= Work request =
Repeat every record below exactly as written.

= Supplied records =
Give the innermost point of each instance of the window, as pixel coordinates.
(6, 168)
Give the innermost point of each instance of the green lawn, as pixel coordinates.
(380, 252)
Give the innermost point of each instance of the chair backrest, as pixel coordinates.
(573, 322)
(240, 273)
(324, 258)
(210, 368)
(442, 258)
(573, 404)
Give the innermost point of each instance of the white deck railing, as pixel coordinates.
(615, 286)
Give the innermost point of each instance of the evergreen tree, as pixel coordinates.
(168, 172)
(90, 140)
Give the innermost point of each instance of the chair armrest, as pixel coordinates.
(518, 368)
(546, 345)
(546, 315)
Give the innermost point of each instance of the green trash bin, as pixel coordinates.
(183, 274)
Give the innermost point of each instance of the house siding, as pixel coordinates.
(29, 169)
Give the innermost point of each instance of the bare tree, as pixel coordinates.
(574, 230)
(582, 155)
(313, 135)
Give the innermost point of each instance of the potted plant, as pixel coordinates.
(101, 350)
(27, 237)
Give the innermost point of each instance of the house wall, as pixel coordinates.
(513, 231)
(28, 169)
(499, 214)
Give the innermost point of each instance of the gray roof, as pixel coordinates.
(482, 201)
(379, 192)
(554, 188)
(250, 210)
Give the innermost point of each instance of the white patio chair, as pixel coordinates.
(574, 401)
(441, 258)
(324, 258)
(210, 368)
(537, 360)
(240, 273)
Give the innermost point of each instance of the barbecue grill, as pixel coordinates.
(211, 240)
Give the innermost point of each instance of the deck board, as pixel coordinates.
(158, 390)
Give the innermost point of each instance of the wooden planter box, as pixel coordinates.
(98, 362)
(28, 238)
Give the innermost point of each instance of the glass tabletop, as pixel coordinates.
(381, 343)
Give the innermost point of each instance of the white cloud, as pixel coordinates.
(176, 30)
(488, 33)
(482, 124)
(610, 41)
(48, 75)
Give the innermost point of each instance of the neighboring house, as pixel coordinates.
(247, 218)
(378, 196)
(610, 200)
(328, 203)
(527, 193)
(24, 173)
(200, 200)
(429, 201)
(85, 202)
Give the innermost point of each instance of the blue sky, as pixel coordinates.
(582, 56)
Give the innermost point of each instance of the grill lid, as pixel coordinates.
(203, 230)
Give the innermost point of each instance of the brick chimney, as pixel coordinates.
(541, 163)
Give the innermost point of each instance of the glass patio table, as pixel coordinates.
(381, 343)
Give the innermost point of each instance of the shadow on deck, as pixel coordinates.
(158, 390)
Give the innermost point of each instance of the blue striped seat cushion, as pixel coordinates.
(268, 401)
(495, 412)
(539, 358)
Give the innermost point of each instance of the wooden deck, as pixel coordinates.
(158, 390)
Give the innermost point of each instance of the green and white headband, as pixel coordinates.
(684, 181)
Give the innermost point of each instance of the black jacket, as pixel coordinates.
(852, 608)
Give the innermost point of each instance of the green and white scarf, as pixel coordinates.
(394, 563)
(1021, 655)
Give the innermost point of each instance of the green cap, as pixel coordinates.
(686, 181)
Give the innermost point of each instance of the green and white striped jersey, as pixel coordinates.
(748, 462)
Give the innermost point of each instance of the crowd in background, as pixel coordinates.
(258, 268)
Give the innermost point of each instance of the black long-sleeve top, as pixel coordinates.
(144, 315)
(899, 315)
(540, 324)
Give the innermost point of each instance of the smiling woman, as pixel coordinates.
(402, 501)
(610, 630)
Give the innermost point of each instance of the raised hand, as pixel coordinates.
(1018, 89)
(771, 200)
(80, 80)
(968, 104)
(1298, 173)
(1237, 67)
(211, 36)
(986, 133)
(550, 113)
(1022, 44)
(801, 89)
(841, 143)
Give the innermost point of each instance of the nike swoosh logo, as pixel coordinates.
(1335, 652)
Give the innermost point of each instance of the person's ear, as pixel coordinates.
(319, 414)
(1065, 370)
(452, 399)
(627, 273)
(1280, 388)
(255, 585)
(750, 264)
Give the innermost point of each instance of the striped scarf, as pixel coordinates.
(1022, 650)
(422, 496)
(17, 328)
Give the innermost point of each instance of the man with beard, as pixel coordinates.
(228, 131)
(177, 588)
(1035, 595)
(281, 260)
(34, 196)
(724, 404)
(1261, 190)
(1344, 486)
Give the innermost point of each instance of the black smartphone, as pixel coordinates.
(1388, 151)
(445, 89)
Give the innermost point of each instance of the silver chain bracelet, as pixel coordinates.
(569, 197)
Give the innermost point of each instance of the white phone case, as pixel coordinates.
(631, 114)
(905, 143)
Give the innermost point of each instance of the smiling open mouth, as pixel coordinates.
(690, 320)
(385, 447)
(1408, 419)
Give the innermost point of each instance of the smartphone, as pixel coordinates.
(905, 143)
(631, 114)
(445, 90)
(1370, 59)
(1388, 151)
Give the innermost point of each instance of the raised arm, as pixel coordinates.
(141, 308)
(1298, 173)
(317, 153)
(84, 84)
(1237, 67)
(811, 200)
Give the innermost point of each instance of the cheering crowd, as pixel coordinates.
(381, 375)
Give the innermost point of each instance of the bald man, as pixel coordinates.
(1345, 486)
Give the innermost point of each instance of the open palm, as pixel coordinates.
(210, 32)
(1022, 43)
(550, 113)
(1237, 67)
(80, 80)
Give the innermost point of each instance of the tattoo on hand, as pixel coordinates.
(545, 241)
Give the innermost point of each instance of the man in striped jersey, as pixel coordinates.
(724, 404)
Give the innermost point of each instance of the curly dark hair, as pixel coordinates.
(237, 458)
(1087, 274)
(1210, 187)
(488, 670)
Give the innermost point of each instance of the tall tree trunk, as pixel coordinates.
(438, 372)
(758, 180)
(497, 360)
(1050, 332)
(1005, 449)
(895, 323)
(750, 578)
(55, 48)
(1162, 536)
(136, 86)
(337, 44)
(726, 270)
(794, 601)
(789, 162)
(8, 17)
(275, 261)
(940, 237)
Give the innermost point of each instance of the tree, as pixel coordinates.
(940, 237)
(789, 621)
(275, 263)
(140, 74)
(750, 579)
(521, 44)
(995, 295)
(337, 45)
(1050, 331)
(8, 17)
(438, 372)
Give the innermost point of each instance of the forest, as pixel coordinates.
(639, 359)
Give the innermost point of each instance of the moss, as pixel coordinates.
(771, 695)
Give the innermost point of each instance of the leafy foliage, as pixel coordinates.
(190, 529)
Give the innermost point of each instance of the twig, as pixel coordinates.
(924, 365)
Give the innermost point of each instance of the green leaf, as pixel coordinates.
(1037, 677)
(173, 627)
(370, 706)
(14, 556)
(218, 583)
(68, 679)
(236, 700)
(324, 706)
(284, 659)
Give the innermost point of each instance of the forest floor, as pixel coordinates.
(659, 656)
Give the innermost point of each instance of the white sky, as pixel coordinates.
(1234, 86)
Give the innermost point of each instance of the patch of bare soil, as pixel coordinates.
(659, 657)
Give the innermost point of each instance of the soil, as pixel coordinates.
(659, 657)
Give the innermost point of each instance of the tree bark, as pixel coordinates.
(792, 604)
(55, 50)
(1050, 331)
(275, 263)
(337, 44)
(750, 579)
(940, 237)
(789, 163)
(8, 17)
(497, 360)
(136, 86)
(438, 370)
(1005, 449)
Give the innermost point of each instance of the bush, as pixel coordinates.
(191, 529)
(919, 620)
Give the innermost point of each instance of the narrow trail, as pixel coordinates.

= Result of this task =
Give the innermost point of each instance of the window, as pixel coordinates.
(6, 168)
Give the innermost point of each instance of the green lawn, as pixel coordinates.
(380, 252)
Give the innermost point of each instance of the chair backrest, as pixel coordinates.
(573, 322)
(240, 273)
(324, 258)
(210, 368)
(442, 258)
(573, 404)
Give the innermost point of each instance of the white deck railing, as pixel coordinates.
(615, 286)
Give the innermost point of each instance of the evergreen tree, as pixel coordinates.
(168, 172)
(90, 140)
Give the innermost point of each instance of the chair armrest, as pixel coordinates.
(518, 368)
(546, 345)
(546, 315)
Give the innermost point of each instance of the green trash bin, as pixel coordinates.
(183, 274)
Give the innermost point of each instance of the house siding, as pixel coordinates.
(29, 169)
Give the innermost point of each instance of the bare tree, as pixel coordinates.
(574, 230)
(582, 155)
(313, 135)
Give the innermost point of each instance of the potted plant, as pixel coordinates.
(101, 350)
(27, 237)
Give the innermost point of each instance of the house wall, as pixel coordinates.
(513, 231)
(28, 169)
(499, 214)
Give the innermost point of each instance of the gray roof, as pixel coordinates.
(482, 201)
(379, 192)
(554, 188)
(250, 210)
Give the innermost point of each instance of the white patio chair, as pixel coordinates.
(574, 401)
(441, 258)
(324, 258)
(210, 368)
(537, 360)
(240, 273)
Give the innermost point of each instance of the barbecue grill, as pixel coordinates.
(211, 240)
Give the innermost point of each instance of the deck board, as pixel coordinates.
(158, 390)
Give the innermost point of each instance of the wooden planter box, as pixel coordinates.
(98, 362)
(28, 238)
Give the innermost point of each instance of the glass tabletop, as pixel coordinates.
(381, 343)
Give the innermost point of each instance of the white cloud, as pixel coordinates.
(176, 30)
(488, 33)
(482, 124)
(610, 41)
(48, 75)
Give the innermost point of each instance of the neighboring house, as pixel coordinates.
(247, 218)
(378, 196)
(610, 200)
(328, 203)
(527, 193)
(24, 173)
(200, 200)
(429, 201)
(85, 202)
Give the innermost point of each instance of the blue sky, as pixel coordinates.
(582, 56)
Give the innermost point of each instance of the grill lid, as pixel coordinates.
(203, 230)
Give the innermost point of each instance of the brick chimney, as pixel coordinates.
(541, 163)
Give the innermost point of each instance of the glass patio table, as pixel coordinates.
(381, 343)
Give the innermost point of each instance of the shadow on deck, as pixel coordinates.
(158, 390)
Give the innermost point of each instance of the blue striped seat cushion, as pixel coordinates.
(268, 401)
(495, 412)
(539, 358)
Give the innermost point of each instance of the wooden deck, as pixel coordinates.
(158, 390)
Give the innermost point of each instance of the green and white headband, as pixel coordinates.
(684, 181)
Give the innermost point of each instance of the black jacket, as pixel coordinates.
(852, 608)
Give the innermost point of each instance of the green and white scarf, as pixel coordinates.
(394, 563)
(1021, 655)
Give the innermost point of each instance of the green cap, as pixel coordinates.
(686, 181)
Give the innermost point of each instance of the green and white striped jersey, as pixel coordinates.
(748, 462)
Give the innermost point of each instance of the crowd in background, as pixel coordinates.
(258, 268)
Give the innermost point of each instance of the black long-sleeve top, as pixel coordinates.
(144, 315)
(899, 315)
(540, 324)
Give the innermost point of each instance of the smiling woman, as pixel coordinates.
(402, 501)
(610, 630)
Give the innermost point of each instance of the raised hand, as pixel coordinates.
(1018, 89)
(771, 200)
(80, 80)
(968, 104)
(1298, 173)
(1237, 67)
(211, 36)
(986, 133)
(550, 113)
(1022, 44)
(801, 89)
(841, 143)
Give the innermost point of each instance of the nike swoosh logo, as pixel coordinates.
(1335, 652)
Give the innermost point of each instance of the person's ear, as pixel coordinates.
(319, 414)
(1065, 370)
(452, 399)
(627, 273)
(1280, 388)
(255, 585)
(750, 264)
Give the innermost point of each instance of the striped scarf, as pixel coordinates.
(1022, 650)
(422, 496)
(17, 328)
Give the innermost point of each instance of the man with beard, as pixel coordinates.
(228, 131)
(177, 588)
(1035, 595)
(281, 260)
(34, 196)
(724, 404)
(1261, 190)
(1344, 486)
Give the innermost point of each instance of the black smartphone, as pixel coordinates.
(1388, 151)
(445, 89)
Give the innermost point of each instance of the silver chain bracelet, as pixel coordinates.
(569, 197)
Give the innermost point of each instance of the white phone case, as pixel coordinates.
(631, 114)
(905, 143)
Give the innermost point of each instance of the smiling open mouth, as pixel coordinates.
(690, 320)
(385, 447)
(1408, 419)
Give the innermost point of each instance of the smartphone, as pixel coordinates.
(905, 143)
(631, 114)
(445, 90)
(1370, 59)
(1388, 151)
Give the innermost point of each instance of the raised arm, as pixel coordinates.
(141, 308)
(1298, 173)
(317, 153)
(84, 84)
(1237, 67)
(811, 200)
Give the innermost point of each instance of the cheering crowd, as pixel coordinates.
(381, 375)
Give the innermost point of each instance of the bald man, as pixel coordinates.
(1345, 486)
Give the innermost point of each instance of the open palm, as pixel coordinates.
(210, 32)
(1022, 43)
(550, 113)
(1237, 67)
(80, 80)
Give the innermost point of each instance of the tattoo on hand, as pixel coordinates.
(545, 241)
Give the innermost point of each instance of the man in striped jersey, as pixel coordinates.
(724, 404)
Give the innermost point of each instance of the curly dark hair, as pixel coordinates.
(237, 458)
(1087, 274)
(1210, 187)
(488, 670)
Give the innermost point of each instance of the tall tree trunk, as pixel coordinates.
(438, 372)
(758, 180)
(497, 360)
(1050, 332)
(1005, 449)
(895, 323)
(750, 578)
(55, 48)
(1162, 536)
(136, 86)
(337, 44)
(726, 270)
(794, 601)
(789, 162)
(8, 17)
(275, 261)
(940, 237)
Give the innermost point of each instance of the tree, as pixel coordinates.
(940, 237)
(789, 621)
(275, 263)
(140, 74)
(750, 579)
(521, 44)
(995, 295)
(337, 45)
(1050, 331)
(8, 17)
(438, 372)
Give the innermost point of each instance of the forest, as pixel coordinates.
(639, 359)
Give the innermost point of each instance of the moss, as pixel coordinates.
(771, 695)
Give the innermost point of each instance of the leafy foliage, as pixel coordinates.
(190, 529)
Give the innermost point of each instance of the twig, as pixel coordinates.
(924, 365)
Give the innermost point of each instance of the green leaf, as pixel coordinates.
(1037, 677)
(173, 627)
(370, 706)
(14, 556)
(218, 583)
(68, 679)
(236, 700)
(324, 706)
(284, 659)
Give the innermost point of each instance of the forest floor, as pixel coordinates.
(659, 656)
Give the innermost point of each instance of the white sky, as pixel coordinates.
(1234, 86)
Give the innermost point of each instance of the patch of bare soil, as pixel coordinates.
(659, 657)
Give the innermost point of each instance of the soil, as pixel coordinates.
(659, 657)
Give the innermost point of each instance of the tree bark, as pixel coordinates.
(792, 604)
(55, 50)
(1050, 331)
(275, 263)
(337, 44)
(750, 579)
(940, 237)
(789, 163)
(8, 17)
(497, 360)
(136, 86)
(438, 370)
(1005, 449)
Give the innermost point of each instance of the bush, as pixel coordinates.
(191, 529)
(919, 620)
Give the innermost point of each instance of the narrow trail, as pixel coordinates.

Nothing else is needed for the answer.